### Extract to read
The calculation algorithm has been revised in two stages, which the Committee says will make the system more effective in classifying food and drinks in line with the main dietary requirements in European countries.

The first stage, completed in June 2022, improved the calculation method for solid food products, giving foods like poultry for example a better score than red meat on the alphabetical scale.

The Committee has also just completed alterations to the scoring system for beverages, meaning sweetened drinks like Diet Coke will no longer receive high scores, with studies showing sweetener-based beverages aren’t much healthier than those containing sugar. Up until now, the drink received a “B” score, suggesting it was healthier than olive oil, which received a “D”.

The classification has also been edited to include dairy and plant-based milks, with skimmed and semi-skimmed cow milk receiving a higher score than whole milk.

First implemented in France in 2017, followed by the other six countries between 2018 and 2021, the Nutri-Score labels are meant to make it easier for consumers to understand the nutritional value of food and drinks.

### Tasks
• 1. According to the Nutri-Score passage, when was the first stage of the revision completed?
• 2. Please print the Nutri-Score passage between "The Committee has" and "than whole milk.", inclusive.
Rely solely on the Nutri-Score passage for your answers.

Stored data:

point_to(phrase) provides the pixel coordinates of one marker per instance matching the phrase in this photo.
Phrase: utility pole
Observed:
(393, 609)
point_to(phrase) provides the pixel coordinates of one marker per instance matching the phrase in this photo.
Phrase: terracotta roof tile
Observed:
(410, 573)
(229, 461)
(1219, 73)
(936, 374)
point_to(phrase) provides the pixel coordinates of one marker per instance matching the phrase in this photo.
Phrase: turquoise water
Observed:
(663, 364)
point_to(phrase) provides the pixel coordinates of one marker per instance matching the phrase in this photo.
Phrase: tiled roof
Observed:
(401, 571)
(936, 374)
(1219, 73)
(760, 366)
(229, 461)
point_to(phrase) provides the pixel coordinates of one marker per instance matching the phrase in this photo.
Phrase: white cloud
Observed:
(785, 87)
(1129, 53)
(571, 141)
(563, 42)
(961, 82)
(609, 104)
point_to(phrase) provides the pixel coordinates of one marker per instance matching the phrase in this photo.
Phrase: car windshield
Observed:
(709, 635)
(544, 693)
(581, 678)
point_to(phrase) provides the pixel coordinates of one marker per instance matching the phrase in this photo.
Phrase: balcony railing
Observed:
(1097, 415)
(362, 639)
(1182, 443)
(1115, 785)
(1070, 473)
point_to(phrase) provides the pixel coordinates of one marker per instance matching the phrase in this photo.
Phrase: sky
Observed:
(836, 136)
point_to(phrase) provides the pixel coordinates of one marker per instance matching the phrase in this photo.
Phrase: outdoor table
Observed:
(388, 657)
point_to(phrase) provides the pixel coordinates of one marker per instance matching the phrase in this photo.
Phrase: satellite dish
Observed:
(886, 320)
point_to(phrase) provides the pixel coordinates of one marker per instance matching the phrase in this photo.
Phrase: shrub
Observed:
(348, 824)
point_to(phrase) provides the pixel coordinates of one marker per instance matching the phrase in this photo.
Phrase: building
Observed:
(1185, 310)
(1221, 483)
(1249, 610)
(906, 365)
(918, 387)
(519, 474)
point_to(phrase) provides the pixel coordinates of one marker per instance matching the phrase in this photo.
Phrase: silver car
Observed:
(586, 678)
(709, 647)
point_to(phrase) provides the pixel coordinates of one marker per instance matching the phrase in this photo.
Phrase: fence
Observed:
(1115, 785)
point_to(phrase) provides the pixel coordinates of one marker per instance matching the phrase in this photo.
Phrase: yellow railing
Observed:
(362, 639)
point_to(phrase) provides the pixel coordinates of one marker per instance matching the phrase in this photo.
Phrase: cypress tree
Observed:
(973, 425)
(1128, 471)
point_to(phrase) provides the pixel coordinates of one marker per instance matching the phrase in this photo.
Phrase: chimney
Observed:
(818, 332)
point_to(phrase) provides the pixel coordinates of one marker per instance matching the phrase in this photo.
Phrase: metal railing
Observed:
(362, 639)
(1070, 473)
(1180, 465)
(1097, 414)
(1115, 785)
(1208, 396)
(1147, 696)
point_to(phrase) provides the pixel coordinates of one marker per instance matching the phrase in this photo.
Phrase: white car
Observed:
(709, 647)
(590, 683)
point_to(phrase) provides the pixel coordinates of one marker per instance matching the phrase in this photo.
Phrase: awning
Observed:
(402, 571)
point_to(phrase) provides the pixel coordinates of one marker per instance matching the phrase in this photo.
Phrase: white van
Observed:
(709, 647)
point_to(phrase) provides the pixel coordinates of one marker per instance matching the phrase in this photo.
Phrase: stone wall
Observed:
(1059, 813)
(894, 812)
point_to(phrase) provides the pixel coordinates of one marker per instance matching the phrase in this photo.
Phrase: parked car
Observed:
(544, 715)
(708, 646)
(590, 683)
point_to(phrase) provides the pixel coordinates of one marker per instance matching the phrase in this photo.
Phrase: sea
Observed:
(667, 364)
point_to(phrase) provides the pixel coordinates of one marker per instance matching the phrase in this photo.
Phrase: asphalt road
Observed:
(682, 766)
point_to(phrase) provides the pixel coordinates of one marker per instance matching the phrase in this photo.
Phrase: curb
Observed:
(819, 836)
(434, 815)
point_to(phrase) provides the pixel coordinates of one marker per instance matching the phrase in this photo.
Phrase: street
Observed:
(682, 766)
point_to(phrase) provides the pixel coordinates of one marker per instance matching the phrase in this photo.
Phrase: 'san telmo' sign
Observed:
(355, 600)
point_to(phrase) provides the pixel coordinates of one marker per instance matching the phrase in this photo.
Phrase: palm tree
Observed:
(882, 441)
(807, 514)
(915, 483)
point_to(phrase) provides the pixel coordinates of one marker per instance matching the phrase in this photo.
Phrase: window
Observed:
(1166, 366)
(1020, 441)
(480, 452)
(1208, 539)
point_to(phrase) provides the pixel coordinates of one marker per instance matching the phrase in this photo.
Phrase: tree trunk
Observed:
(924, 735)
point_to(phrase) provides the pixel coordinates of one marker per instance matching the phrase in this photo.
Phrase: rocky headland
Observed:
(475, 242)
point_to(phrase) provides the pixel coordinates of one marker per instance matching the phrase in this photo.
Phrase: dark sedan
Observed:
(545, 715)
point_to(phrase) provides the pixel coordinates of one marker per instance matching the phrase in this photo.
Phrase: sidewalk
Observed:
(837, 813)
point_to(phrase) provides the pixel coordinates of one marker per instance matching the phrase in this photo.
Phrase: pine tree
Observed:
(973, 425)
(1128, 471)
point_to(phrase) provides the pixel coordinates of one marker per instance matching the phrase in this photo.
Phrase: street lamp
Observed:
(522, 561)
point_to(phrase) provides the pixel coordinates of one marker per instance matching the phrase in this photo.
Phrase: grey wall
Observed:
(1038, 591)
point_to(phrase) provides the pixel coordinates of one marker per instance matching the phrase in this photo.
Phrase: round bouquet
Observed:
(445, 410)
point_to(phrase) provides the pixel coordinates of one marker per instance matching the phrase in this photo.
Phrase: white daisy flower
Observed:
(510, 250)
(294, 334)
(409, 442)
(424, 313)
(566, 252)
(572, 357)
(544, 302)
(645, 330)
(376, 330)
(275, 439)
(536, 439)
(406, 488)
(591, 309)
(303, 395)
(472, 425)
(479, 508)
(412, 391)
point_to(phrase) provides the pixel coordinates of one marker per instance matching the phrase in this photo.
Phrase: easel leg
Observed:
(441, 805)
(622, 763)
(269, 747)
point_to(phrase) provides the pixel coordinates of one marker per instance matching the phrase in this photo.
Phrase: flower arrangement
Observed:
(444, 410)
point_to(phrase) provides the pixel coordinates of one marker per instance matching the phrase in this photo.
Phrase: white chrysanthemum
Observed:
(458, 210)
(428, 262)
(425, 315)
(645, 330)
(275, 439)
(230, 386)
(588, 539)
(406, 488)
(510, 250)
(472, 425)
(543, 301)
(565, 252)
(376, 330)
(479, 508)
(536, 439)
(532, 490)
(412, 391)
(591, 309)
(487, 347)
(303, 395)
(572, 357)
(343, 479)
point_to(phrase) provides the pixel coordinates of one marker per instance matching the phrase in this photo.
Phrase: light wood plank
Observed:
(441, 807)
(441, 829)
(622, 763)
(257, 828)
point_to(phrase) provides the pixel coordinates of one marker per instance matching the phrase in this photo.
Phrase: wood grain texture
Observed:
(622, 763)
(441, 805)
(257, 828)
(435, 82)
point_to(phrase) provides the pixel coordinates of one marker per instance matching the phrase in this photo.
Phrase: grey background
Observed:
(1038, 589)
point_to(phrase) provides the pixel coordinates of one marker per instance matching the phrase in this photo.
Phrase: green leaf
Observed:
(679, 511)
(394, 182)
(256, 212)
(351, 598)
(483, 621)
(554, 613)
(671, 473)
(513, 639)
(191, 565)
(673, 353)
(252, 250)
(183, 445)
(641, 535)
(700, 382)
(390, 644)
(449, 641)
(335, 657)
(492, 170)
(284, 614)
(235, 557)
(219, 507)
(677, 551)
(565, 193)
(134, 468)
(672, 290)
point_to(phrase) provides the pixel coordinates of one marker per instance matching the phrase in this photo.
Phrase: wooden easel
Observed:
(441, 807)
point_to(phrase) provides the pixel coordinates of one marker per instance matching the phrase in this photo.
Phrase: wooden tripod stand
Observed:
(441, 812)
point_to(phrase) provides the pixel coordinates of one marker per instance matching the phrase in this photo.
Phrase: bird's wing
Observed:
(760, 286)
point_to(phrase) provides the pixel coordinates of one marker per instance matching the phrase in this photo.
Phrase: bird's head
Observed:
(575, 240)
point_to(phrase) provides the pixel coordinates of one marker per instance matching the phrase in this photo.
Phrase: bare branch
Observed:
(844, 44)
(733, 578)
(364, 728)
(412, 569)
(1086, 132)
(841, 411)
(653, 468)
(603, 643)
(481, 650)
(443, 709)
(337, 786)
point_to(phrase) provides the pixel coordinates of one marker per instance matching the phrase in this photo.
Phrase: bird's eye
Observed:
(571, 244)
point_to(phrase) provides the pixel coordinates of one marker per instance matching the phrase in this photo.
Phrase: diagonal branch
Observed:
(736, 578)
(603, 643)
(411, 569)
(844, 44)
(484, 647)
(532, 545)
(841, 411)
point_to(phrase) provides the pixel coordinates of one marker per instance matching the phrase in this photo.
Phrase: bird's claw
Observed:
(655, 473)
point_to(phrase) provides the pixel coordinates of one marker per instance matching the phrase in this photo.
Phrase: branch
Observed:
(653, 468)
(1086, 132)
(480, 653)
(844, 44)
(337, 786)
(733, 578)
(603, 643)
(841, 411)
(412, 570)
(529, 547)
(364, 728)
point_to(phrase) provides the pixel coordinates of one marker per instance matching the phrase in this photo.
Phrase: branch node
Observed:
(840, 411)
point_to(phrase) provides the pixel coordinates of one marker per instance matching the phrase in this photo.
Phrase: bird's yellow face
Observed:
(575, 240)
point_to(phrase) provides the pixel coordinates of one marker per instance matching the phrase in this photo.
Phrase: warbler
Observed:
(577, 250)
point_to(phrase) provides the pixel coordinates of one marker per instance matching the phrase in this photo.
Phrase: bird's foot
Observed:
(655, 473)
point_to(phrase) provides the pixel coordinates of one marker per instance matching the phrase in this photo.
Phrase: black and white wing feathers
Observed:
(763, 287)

### Worked answers
• 1. June 2022

• 2.
The Committee has also just completed alterations to the scoring system for beverages, meaning sweetened drinks like Diet Coke will no longer receive high scores, with studies showing sweetener-based beverages aren’t much healthier than those containing sugar. Up until now, the drink received a “B” score, suggesting it was healthier than olive oil, which received a “D”.

The classification has also been edited to include dairy and plant-based milks, with skimmed and semi-skimmed cow milk receiving a higher score than whole milk.